- [Data lines]:
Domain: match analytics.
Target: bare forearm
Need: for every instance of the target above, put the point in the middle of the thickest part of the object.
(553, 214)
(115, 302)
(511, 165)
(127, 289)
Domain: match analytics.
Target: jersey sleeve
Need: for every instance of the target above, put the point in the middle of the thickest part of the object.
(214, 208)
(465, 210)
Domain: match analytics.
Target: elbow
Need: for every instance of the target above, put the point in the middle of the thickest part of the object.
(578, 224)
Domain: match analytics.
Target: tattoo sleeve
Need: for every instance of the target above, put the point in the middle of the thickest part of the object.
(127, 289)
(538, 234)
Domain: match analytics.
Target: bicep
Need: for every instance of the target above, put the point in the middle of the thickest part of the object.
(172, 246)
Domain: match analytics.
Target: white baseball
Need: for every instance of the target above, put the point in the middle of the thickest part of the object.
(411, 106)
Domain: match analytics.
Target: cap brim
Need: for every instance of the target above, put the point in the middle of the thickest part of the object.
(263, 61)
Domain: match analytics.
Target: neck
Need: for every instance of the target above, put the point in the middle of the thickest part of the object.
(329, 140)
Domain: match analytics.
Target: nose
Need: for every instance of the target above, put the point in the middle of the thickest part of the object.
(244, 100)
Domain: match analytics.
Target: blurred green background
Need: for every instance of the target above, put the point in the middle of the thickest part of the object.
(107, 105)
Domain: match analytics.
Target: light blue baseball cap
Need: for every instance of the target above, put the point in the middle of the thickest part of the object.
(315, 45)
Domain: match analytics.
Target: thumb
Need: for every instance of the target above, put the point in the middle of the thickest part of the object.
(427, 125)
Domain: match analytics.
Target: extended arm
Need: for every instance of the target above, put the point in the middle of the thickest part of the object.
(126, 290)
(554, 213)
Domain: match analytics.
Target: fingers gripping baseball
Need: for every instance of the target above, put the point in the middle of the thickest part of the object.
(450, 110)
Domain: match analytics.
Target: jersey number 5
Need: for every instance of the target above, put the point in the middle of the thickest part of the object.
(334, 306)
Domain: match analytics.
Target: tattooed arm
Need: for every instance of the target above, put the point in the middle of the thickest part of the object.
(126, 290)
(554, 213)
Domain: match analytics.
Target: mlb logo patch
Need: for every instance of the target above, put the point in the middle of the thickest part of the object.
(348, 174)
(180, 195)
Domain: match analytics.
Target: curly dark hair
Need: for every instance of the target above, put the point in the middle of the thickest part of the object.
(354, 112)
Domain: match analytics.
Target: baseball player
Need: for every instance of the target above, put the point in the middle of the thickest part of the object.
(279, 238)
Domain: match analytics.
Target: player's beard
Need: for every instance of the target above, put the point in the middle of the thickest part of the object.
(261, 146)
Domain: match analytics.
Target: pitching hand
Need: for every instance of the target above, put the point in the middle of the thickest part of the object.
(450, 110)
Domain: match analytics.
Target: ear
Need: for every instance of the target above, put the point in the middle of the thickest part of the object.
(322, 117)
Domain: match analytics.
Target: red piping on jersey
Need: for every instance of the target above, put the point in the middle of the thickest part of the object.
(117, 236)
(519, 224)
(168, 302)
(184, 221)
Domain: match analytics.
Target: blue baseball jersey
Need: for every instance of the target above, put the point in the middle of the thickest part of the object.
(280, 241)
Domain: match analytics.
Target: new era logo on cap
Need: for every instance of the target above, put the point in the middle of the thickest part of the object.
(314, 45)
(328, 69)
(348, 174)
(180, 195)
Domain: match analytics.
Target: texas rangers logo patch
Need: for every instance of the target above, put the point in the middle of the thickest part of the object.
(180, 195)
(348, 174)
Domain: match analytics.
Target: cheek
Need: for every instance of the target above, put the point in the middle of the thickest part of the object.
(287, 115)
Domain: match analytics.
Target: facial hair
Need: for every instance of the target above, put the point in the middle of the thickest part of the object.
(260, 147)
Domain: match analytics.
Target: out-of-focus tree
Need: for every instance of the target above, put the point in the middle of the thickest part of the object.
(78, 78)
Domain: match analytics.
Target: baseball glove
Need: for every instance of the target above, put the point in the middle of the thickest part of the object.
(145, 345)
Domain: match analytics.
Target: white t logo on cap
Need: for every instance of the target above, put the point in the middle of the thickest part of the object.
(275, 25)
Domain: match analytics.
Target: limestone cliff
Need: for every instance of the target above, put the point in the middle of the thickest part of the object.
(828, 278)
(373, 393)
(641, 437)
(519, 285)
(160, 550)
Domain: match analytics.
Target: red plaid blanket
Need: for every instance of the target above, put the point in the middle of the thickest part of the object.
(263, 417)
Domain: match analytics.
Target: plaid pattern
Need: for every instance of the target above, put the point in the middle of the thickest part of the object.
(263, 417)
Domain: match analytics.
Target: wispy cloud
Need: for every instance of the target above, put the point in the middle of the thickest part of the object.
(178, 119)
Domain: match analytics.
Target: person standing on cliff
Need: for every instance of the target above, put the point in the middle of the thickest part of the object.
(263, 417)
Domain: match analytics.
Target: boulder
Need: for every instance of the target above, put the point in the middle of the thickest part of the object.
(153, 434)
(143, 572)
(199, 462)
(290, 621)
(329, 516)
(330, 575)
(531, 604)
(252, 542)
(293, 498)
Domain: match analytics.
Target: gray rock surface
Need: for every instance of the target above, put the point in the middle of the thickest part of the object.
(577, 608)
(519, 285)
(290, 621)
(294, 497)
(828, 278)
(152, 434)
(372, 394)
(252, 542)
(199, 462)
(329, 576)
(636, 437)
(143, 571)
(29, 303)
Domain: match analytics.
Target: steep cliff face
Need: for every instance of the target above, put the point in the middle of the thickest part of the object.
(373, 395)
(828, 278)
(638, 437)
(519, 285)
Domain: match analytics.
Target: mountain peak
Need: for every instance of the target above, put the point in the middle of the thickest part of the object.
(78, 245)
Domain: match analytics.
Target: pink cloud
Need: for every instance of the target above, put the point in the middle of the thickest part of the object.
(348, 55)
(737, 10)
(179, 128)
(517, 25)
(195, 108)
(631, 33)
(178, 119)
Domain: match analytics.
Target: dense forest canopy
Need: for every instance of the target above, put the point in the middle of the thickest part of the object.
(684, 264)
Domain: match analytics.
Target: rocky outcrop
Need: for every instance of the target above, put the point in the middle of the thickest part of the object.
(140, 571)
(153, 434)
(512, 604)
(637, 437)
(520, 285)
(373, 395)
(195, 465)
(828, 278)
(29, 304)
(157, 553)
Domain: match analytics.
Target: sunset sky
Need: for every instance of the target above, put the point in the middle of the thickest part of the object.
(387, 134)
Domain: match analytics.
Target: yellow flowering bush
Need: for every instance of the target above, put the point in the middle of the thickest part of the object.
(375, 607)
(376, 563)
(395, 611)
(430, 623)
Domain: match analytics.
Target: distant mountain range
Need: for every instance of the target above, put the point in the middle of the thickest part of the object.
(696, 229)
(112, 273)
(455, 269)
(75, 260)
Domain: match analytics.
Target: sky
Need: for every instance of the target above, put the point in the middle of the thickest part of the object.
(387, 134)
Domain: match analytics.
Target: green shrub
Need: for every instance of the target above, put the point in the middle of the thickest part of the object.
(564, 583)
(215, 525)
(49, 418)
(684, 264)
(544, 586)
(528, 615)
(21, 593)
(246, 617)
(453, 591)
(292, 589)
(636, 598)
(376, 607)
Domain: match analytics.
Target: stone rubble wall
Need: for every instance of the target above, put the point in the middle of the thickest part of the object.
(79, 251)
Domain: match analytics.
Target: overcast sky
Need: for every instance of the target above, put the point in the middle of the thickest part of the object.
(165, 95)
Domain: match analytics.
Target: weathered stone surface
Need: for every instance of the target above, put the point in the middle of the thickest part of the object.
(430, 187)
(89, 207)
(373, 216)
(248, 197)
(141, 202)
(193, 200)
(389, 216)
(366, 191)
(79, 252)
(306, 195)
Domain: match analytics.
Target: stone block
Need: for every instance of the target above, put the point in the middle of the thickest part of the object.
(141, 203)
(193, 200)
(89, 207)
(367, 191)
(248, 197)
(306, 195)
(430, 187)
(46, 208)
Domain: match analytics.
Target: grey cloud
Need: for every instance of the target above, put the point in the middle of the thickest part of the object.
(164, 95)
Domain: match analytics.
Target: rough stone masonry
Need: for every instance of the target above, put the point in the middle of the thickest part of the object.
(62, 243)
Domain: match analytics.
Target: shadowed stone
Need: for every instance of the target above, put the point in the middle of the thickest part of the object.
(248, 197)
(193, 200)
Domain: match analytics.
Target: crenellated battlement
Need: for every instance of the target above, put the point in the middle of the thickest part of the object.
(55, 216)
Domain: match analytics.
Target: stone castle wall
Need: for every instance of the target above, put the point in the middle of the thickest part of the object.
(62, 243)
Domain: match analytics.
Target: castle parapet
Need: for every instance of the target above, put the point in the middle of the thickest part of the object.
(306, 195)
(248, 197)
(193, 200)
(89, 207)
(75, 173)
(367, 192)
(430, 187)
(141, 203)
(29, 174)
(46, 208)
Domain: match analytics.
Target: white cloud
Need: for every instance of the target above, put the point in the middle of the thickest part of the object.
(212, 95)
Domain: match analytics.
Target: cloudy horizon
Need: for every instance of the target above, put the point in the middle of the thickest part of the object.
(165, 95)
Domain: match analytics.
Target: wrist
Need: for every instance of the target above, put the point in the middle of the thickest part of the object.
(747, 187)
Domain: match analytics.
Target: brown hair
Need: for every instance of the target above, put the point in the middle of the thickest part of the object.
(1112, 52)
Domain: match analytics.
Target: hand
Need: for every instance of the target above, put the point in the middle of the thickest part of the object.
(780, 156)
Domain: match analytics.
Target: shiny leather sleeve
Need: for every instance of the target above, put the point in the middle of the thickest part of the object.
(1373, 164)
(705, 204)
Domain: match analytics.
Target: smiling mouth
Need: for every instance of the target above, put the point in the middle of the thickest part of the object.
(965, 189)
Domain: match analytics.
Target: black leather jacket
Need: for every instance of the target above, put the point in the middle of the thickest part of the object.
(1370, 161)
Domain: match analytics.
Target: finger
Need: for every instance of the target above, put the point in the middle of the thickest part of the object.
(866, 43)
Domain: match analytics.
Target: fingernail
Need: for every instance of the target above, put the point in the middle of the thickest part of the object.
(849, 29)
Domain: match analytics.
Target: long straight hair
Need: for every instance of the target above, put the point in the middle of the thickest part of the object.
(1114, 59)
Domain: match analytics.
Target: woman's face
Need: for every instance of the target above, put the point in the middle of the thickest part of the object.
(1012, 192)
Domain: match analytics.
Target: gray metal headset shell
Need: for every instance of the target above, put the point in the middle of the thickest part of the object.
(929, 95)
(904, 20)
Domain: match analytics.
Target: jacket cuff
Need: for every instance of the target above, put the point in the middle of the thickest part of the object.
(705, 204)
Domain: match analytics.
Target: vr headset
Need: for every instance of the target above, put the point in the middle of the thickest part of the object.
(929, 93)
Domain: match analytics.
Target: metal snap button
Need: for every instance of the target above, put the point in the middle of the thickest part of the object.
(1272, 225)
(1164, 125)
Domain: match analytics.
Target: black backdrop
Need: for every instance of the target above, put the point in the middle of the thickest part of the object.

- [Stated problem]: Count the lines in the entries above that contain the word "metal" and give only that number.

- [Solution to this problem]: 2